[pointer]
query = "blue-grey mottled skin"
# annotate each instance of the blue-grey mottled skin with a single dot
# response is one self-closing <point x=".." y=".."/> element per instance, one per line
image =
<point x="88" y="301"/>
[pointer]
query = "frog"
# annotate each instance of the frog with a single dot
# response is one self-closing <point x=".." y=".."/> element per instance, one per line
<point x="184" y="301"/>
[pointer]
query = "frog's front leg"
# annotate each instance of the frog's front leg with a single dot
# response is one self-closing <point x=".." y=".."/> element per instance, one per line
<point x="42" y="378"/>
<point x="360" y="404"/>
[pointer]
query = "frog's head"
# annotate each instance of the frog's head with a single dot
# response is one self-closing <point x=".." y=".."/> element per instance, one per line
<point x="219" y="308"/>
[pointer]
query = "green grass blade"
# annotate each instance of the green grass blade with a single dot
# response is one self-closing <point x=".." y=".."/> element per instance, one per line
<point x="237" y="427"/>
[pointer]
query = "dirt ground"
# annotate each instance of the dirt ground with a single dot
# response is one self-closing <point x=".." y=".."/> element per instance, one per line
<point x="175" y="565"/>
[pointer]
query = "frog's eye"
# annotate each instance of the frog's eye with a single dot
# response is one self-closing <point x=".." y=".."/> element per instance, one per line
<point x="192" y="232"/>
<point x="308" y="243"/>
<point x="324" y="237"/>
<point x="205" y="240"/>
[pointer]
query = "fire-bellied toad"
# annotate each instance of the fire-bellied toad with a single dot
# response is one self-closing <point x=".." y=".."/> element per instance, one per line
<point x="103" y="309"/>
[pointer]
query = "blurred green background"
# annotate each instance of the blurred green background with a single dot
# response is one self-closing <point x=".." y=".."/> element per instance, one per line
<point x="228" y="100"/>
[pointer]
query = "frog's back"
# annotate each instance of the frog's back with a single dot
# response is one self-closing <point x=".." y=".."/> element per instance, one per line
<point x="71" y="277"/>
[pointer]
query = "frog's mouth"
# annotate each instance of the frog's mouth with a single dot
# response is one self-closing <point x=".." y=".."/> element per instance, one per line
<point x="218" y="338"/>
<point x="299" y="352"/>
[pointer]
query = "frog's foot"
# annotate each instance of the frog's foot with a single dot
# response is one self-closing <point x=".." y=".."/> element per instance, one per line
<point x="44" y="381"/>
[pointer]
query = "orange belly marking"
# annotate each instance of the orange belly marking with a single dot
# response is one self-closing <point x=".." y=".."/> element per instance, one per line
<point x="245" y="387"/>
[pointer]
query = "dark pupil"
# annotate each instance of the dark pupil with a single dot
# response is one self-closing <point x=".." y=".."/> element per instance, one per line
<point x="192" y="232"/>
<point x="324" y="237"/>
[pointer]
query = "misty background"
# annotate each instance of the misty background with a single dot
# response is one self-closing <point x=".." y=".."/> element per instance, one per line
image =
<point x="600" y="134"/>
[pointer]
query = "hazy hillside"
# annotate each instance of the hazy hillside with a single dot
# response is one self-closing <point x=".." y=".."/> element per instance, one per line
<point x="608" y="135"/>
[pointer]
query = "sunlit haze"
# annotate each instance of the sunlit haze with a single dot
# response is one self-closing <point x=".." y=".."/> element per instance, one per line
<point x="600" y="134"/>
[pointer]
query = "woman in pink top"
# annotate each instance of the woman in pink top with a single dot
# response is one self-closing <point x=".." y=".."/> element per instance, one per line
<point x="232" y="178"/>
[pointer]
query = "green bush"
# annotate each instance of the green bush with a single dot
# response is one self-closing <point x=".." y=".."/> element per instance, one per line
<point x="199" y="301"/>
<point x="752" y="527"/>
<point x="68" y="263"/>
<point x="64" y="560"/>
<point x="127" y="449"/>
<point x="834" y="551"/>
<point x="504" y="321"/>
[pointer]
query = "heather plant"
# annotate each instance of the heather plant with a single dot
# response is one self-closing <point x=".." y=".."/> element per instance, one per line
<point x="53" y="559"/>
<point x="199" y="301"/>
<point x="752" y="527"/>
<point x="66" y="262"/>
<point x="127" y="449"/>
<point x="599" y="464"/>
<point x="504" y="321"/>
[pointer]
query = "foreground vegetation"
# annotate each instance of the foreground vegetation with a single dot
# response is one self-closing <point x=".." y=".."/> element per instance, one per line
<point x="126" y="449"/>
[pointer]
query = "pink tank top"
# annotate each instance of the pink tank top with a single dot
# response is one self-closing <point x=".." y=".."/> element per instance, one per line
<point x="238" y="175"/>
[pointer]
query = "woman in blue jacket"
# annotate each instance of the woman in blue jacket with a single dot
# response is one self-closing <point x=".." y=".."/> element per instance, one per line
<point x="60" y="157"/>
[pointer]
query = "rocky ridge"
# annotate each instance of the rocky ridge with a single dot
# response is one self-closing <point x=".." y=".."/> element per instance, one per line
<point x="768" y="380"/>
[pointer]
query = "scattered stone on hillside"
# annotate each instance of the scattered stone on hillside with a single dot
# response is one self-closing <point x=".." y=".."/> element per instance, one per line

# # # # #

Using the data above, count the lines that include "marking" and write the number alone.

2